EXERCISE INSTRUCTIONS: Take the listing below and reproduce it in full. Change nothing.

EXERCISE DATA:
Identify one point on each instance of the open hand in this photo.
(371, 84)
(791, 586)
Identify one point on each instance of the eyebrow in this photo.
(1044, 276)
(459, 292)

SOLVED PROBLEM:
Identify one point on each instance of the open hand in this photo.
(371, 84)
(791, 586)
Identify one point on each instance of the eyebrow in this photo.
(1044, 276)
(459, 292)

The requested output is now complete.